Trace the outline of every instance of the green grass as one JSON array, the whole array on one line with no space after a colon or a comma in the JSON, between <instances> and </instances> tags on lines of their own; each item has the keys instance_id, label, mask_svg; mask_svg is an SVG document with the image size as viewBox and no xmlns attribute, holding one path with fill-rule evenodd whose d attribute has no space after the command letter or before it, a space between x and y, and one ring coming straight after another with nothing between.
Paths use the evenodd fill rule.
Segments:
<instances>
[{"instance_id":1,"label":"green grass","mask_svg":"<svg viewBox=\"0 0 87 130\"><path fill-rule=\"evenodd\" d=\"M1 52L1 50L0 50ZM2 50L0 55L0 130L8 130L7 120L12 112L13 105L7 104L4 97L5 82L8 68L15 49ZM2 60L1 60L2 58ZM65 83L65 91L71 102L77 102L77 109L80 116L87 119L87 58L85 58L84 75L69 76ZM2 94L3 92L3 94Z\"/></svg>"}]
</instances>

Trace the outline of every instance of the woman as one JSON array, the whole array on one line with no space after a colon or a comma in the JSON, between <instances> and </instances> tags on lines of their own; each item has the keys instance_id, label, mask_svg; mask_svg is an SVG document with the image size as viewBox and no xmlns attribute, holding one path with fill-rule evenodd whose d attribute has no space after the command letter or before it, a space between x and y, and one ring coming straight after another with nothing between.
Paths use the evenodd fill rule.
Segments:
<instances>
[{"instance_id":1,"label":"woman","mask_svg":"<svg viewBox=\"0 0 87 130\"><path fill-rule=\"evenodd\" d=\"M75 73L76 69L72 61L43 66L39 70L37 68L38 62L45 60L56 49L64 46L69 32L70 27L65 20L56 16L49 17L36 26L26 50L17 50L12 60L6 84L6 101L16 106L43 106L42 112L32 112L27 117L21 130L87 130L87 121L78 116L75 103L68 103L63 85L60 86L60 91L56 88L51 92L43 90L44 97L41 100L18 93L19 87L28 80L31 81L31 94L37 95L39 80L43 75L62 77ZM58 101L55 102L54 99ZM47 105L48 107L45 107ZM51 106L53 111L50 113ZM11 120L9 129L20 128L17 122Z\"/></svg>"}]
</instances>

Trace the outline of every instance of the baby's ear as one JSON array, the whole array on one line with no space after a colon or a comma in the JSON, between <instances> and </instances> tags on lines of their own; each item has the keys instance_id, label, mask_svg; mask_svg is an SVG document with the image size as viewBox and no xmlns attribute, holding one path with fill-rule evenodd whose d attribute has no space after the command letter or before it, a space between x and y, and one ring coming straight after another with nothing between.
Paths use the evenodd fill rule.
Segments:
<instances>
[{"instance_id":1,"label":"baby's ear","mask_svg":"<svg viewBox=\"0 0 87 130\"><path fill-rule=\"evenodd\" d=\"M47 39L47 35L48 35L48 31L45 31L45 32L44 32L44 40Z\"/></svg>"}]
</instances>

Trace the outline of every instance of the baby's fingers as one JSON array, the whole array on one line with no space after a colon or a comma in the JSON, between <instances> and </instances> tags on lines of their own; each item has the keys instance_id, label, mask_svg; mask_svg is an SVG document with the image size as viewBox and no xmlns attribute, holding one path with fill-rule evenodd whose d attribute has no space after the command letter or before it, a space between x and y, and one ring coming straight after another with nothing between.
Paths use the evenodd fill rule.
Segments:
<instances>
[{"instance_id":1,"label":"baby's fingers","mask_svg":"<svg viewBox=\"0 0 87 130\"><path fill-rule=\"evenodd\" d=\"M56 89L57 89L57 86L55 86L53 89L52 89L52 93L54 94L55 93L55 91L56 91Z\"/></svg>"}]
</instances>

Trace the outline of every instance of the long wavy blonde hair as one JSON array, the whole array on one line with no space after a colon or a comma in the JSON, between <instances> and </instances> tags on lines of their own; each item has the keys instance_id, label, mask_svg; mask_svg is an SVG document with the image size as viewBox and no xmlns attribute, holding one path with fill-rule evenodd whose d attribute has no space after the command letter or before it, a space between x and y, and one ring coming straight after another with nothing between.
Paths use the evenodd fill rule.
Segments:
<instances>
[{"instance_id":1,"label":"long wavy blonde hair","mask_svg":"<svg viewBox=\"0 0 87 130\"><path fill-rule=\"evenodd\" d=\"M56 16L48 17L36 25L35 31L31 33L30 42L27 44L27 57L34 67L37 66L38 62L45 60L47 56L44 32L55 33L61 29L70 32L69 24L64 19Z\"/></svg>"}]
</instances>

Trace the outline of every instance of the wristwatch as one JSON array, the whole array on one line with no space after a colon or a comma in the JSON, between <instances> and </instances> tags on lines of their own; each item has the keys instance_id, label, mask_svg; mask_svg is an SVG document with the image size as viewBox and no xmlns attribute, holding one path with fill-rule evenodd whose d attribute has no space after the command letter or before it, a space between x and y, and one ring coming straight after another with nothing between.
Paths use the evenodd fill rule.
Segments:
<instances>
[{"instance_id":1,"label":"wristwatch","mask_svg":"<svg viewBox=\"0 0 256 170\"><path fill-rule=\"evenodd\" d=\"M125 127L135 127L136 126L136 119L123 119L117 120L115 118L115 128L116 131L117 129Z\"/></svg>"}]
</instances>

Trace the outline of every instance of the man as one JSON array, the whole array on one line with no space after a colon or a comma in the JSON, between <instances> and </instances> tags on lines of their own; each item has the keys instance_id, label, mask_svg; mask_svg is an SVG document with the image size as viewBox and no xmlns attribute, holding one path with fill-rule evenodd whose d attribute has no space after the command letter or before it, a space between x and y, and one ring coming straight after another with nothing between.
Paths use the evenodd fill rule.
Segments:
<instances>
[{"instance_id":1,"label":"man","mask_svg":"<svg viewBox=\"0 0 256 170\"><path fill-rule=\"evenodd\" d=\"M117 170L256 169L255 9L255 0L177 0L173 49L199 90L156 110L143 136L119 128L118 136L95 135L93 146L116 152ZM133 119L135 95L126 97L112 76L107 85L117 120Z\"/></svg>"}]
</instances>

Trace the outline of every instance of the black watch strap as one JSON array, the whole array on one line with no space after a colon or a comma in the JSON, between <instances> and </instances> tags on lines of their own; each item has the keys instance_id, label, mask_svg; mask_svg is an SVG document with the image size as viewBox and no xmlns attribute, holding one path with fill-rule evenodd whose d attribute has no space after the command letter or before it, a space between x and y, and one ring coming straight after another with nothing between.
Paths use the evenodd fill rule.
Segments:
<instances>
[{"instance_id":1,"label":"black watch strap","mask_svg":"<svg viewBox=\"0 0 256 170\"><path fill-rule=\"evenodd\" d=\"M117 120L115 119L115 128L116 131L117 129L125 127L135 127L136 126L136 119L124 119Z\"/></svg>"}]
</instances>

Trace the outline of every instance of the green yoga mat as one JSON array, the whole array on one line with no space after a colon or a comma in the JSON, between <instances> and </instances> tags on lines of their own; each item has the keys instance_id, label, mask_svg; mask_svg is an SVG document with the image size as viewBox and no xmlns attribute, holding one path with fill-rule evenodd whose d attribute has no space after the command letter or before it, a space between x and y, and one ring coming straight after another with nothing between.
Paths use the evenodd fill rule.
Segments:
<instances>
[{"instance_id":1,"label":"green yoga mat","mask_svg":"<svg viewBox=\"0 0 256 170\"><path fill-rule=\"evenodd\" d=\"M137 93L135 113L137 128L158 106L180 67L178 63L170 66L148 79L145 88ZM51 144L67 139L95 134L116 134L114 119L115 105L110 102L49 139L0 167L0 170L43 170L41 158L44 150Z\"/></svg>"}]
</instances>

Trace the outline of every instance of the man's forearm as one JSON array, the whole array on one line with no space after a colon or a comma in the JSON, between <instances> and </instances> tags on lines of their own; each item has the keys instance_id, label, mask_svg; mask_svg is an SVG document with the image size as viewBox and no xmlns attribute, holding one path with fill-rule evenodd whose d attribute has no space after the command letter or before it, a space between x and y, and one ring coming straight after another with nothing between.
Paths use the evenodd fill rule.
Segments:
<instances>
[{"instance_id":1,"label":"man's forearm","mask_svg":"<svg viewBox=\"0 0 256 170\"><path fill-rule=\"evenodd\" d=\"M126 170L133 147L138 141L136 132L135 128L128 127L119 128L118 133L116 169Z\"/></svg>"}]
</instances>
.....
Your objective:
Reproduce, unchanged, the lines from the one containing "Trace the outline of every instance of the man's" through the last line of the entries, including both of those lines.

Response for this exercise:
Trace the outline of every instance of the man's forearm as one JSON array, the whole array on one line with no space after a colon or a comma in the JSON, between <instances> and </instances> tags on lines of their own; each item has the keys instance_id, label, mask_svg; mask_svg is an SVG document with the image size as viewBox and no xmlns attribute, holding one path with fill-rule evenodd whose d attribute has no space after the command letter or before it, a space between x and y, and one ring coming straight after another with nothing between.
Paths use the evenodd fill rule.
Segments:
<instances>
[{"instance_id":1,"label":"man's forearm","mask_svg":"<svg viewBox=\"0 0 256 170\"><path fill-rule=\"evenodd\" d=\"M126 170L133 147L138 141L136 132L135 128L128 127L119 128L118 133L116 169Z\"/></svg>"}]
</instances>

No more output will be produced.